** Begin Data supplied **

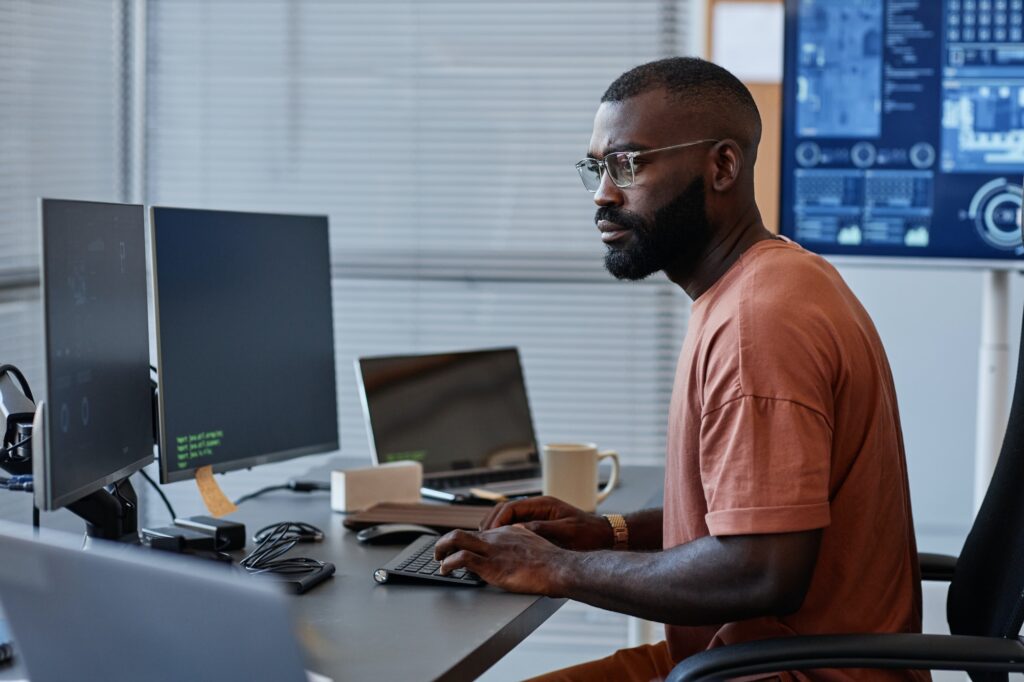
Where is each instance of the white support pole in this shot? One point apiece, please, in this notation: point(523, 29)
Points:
point(640, 632)
point(993, 379)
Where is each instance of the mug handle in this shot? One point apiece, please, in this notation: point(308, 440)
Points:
point(613, 480)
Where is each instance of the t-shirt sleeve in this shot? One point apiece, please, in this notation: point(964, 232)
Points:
point(765, 466)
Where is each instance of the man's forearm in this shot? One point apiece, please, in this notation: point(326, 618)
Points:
point(645, 529)
point(709, 581)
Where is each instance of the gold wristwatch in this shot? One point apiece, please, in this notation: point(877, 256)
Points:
point(620, 531)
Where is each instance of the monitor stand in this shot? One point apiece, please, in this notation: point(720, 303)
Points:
point(111, 513)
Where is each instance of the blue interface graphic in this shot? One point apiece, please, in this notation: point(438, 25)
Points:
point(903, 127)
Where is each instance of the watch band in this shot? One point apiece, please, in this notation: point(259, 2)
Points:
point(620, 531)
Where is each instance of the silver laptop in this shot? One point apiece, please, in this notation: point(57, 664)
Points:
point(464, 416)
point(117, 612)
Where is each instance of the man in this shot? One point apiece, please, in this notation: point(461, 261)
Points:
point(786, 507)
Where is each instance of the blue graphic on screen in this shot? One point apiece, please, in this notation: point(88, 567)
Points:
point(903, 127)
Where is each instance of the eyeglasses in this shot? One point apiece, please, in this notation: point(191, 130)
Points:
point(620, 166)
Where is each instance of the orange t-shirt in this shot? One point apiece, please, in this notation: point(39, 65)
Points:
point(783, 418)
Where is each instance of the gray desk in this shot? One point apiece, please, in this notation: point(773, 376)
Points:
point(357, 630)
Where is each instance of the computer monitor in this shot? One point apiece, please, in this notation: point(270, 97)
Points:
point(903, 128)
point(95, 426)
point(245, 339)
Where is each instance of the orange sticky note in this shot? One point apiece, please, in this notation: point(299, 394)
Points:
point(216, 502)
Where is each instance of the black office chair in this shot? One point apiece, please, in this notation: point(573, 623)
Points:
point(984, 606)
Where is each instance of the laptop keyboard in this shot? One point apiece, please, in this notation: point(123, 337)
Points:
point(416, 562)
point(483, 477)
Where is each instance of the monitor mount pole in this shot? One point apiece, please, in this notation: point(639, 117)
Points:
point(111, 513)
point(993, 379)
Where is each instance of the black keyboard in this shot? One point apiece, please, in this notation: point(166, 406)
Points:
point(482, 477)
point(416, 562)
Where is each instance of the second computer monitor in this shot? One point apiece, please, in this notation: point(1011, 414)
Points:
point(98, 418)
point(245, 339)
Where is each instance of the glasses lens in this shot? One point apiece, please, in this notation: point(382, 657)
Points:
point(620, 168)
point(590, 173)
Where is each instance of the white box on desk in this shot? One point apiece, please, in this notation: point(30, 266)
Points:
point(355, 489)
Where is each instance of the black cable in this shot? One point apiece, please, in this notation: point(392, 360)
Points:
point(13, 446)
point(260, 492)
point(163, 497)
point(10, 369)
point(274, 541)
point(293, 484)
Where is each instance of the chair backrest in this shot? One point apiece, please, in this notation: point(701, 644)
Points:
point(986, 595)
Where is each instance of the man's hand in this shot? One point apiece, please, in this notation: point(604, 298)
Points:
point(555, 520)
point(510, 557)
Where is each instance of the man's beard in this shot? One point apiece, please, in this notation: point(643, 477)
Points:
point(676, 238)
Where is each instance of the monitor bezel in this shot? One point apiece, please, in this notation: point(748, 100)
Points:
point(169, 475)
point(42, 468)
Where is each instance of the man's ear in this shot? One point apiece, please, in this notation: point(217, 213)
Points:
point(727, 163)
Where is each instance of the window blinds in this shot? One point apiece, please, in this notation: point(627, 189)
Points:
point(439, 137)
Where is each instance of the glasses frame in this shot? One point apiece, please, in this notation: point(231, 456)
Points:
point(602, 164)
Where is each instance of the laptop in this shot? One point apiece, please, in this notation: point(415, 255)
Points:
point(120, 612)
point(464, 416)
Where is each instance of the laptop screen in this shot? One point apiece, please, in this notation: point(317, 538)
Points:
point(449, 411)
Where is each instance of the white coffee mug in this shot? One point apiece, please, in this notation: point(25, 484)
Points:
point(570, 473)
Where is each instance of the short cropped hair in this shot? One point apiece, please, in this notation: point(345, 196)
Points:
point(692, 79)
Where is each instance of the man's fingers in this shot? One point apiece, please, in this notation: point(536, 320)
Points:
point(515, 512)
point(459, 540)
point(491, 520)
point(461, 559)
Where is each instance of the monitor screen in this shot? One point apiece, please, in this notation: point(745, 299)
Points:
point(449, 411)
point(245, 339)
point(98, 405)
point(903, 128)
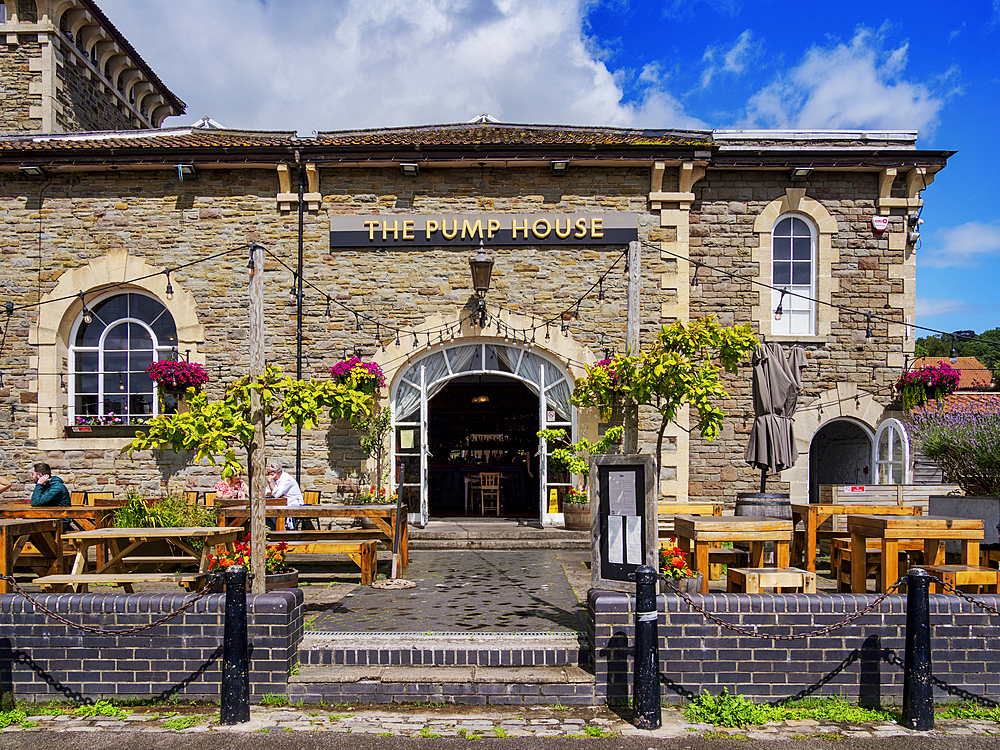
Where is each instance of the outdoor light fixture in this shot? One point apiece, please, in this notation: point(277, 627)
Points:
point(87, 316)
point(482, 269)
point(778, 310)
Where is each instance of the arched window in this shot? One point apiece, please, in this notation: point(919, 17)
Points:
point(892, 453)
point(793, 272)
point(109, 356)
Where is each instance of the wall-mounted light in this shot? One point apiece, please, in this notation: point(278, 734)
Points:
point(87, 315)
point(482, 270)
point(779, 310)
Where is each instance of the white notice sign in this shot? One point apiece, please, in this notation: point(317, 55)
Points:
point(616, 540)
point(621, 491)
point(633, 540)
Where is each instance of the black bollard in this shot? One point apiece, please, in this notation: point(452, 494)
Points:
point(646, 686)
point(235, 660)
point(918, 694)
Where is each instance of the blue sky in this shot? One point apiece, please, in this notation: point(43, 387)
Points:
point(332, 64)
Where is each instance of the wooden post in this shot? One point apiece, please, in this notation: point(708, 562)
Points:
point(258, 485)
point(630, 440)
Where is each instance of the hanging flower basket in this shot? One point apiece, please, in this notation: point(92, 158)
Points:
point(177, 376)
point(366, 377)
point(929, 383)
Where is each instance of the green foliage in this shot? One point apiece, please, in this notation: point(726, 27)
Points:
point(215, 429)
point(101, 708)
point(730, 711)
point(7, 718)
point(575, 457)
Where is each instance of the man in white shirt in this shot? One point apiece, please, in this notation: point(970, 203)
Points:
point(282, 484)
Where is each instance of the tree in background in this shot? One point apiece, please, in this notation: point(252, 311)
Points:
point(683, 366)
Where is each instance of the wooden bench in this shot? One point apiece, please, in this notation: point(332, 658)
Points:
point(752, 580)
point(840, 559)
point(360, 545)
point(59, 583)
point(962, 577)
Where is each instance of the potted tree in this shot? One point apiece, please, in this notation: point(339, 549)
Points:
point(575, 458)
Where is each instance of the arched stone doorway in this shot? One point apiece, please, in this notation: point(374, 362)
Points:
point(432, 437)
point(840, 453)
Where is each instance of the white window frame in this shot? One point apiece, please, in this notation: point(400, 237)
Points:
point(798, 301)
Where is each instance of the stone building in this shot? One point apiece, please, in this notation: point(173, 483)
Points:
point(64, 68)
point(729, 223)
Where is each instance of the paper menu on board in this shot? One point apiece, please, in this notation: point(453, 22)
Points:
point(621, 491)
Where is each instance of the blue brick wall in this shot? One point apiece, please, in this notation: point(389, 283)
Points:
point(44, 659)
point(863, 659)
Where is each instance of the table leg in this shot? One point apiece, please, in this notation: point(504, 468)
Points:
point(859, 564)
point(701, 553)
point(890, 564)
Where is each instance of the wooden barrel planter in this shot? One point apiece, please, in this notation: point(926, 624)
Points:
point(771, 504)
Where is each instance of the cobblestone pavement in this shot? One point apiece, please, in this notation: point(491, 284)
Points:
point(472, 723)
point(466, 591)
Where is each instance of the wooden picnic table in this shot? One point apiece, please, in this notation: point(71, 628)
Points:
point(383, 517)
point(122, 542)
point(814, 515)
point(701, 532)
point(87, 517)
point(45, 536)
point(934, 530)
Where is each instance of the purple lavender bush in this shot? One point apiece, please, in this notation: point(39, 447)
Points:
point(965, 443)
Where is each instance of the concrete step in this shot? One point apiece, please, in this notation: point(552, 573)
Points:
point(468, 668)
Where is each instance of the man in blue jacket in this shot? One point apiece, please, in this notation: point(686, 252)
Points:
point(49, 490)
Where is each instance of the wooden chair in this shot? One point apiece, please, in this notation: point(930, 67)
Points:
point(489, 490)
point(99, 498)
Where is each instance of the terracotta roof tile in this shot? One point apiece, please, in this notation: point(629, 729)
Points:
point(975, 376)
point(463, 134)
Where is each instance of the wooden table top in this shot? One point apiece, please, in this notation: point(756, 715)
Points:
point(170, 532)
point(941, 527)
point(733, 528)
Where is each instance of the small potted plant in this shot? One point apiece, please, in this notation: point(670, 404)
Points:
point(366, 377)
point(277, 574)
point(674, 565)
point(176, 376)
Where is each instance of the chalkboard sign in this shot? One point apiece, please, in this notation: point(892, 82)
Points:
point(623, 519)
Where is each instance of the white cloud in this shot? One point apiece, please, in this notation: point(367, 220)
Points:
point(855, 85)
point(928, 307)
point(963, 246)
point(333, 64)
point(733, 59)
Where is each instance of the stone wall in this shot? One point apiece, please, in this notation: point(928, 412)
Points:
point(48, 661)
point(861, 660)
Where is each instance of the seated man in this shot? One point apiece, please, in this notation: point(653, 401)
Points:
point(49, 490)
point(282, 484)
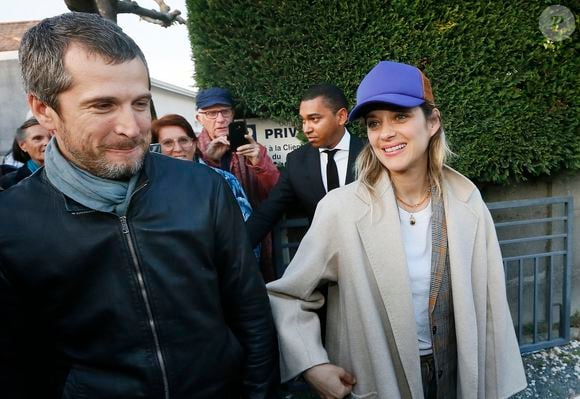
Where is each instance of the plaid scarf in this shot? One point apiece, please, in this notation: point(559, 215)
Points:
point(441, 305)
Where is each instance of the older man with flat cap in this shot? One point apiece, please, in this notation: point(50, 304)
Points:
point(250, 163)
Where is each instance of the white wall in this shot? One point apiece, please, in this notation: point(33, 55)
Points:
point(170, 99)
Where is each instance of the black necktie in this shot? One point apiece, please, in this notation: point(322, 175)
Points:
point(331, 171)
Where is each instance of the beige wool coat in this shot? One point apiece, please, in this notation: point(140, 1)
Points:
point(355, 244)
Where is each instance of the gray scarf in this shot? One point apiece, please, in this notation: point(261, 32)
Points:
point(91, 191)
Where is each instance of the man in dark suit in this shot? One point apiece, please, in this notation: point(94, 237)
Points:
point(326, 162)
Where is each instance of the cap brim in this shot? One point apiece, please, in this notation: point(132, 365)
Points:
point(399, 100)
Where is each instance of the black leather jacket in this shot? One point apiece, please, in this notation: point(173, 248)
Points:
point(165, 303)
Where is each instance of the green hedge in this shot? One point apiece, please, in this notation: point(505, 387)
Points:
point(509, 98)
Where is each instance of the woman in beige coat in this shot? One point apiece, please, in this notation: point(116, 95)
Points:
point(416, 300)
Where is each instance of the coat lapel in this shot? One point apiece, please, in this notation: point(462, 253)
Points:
point(461, 230)
point(355, 147)
point(379, 231)
point(313, 174)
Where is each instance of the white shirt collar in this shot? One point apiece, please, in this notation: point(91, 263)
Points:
point(343, 144)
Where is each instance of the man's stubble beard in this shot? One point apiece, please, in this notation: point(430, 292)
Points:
point(99, 166)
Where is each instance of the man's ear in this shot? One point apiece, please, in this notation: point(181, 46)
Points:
point(44, 114)
point(342, 115)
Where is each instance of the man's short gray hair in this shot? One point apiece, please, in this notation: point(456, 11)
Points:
point(43, 48)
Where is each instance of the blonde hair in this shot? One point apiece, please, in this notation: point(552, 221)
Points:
point(368, 168)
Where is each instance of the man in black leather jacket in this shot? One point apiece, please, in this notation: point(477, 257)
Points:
point(123, 274)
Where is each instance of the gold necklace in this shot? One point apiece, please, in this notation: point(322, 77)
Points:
point(412, 219)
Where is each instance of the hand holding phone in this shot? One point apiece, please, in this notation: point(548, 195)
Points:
point(236, 134)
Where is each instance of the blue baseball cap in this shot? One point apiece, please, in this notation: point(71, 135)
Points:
point(392, 83)
point(213, 96)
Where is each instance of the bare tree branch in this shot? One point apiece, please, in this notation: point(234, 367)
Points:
point(110, 8)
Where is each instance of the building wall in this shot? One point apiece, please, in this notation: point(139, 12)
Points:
point(563, 184)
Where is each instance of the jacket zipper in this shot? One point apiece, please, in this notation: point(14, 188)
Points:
point(125, 228)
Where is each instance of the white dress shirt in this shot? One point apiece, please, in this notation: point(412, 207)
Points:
point(417, 244)
point(340, 158)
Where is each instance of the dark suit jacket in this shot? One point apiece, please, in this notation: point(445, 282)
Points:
point(298, 190)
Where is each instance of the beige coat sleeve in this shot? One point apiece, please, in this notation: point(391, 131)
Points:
point(294, 298)
point(504, 372)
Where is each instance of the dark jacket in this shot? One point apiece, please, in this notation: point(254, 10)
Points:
point(11, 178)
point(298, 190)
point(166, 302)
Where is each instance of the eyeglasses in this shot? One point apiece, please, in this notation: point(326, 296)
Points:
point(184, 142)
point(226, 113)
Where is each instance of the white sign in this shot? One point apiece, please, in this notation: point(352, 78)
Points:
point(278, 139)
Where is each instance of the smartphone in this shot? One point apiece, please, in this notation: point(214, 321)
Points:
point(237, 131)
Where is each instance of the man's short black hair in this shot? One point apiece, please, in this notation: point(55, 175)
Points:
point(333, 96)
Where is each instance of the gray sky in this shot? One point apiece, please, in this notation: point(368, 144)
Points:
point(167, 50)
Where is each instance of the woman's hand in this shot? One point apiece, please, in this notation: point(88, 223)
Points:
point(330, 381)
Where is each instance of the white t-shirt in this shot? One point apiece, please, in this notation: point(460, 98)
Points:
point(417, 244)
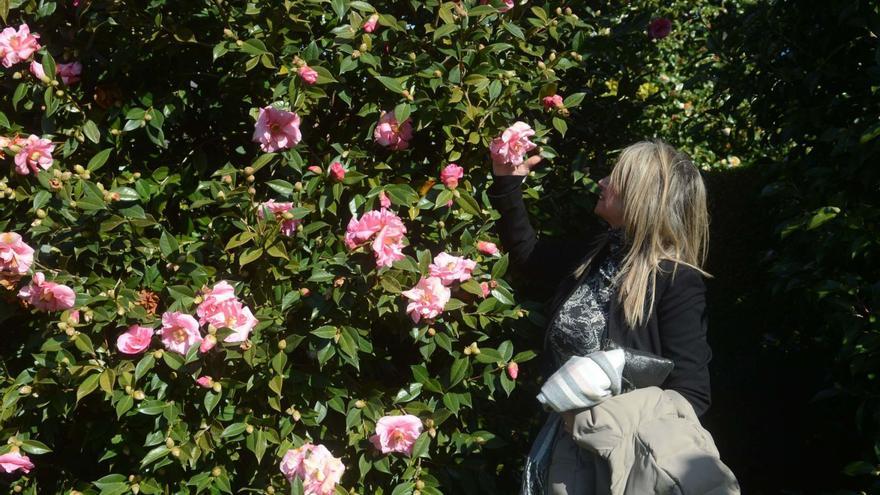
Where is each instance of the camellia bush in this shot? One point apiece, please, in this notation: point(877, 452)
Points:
point(246, 247)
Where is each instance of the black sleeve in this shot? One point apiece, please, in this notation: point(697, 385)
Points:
point(543, 263)
point(681, 318)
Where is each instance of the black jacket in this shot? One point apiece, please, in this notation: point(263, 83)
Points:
point(676, 327)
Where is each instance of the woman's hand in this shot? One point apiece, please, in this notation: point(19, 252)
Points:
point(568, 420)
point(521, 169)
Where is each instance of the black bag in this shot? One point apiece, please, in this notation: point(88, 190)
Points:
point(641, 369)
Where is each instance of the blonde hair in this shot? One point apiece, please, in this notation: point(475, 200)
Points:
point(665, 216)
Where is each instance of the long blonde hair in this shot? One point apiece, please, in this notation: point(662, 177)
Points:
point(665, 216)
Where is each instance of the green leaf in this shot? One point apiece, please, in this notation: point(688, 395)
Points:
point(35, 447)
point(503, 295)
point(402, 112)
point(234, 429)
point(281, 186)
point(481, 10)
point(445, 30)
point(409, 393)
point(395, 85)
point(48, 65)
point(41, 199)
point(560, 125)
point(420, 448)
point(573, 100)
point(168, 244)
point(99, 160)
point(324, 75)
point(87, 386)
point(457, 371)
point(91, 131)
point(249, 256)
point(154, 455)
point(211, 400)
point(514, 30)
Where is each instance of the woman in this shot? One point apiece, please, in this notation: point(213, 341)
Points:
point(638, 283)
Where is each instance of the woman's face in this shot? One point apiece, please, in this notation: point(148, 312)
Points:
point(609, 207)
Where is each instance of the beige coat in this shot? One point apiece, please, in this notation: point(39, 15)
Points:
point(654, 443)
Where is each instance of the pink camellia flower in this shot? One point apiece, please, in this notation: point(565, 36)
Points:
point(288, 227)
point(370, 24)
point(392, 135)
point(512, 145)
point(208, 343)
point(315, 466)
point(36, 69)
point(308, 75)
point(397, 433)
point(14, 461)
point(552, 101)
point(16, 257)
point(69, 73)
point(384, 200)
point(35, 154)
point(484, 287)
point(17, 46)
point(47, 296)
point(512, 370)
point(337, 171)
point(487, 247)
point(276, 129)
point(451, 269)
point(427, 298)
point(222, 309)
point(659, 28)
point(451, 175)
point(388, 229)
point(179, 332)
point(135, 340)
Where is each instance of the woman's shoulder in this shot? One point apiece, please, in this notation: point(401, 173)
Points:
point(675, 275)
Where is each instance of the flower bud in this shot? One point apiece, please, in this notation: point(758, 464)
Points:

** End Data supplied **

Copy out the lines of the material starting with the line that has "Where is each instance of the stone wall" and going on through the line that has "point(861, 660)", swapping "stone wall" for "brick wall" and changing nothing else.

Written reply:
Where is each instance of the brick wall in this shot? One point apiece, please, in this notation: point(928, 412)
Points:
point(48, 661)
point(861, 660)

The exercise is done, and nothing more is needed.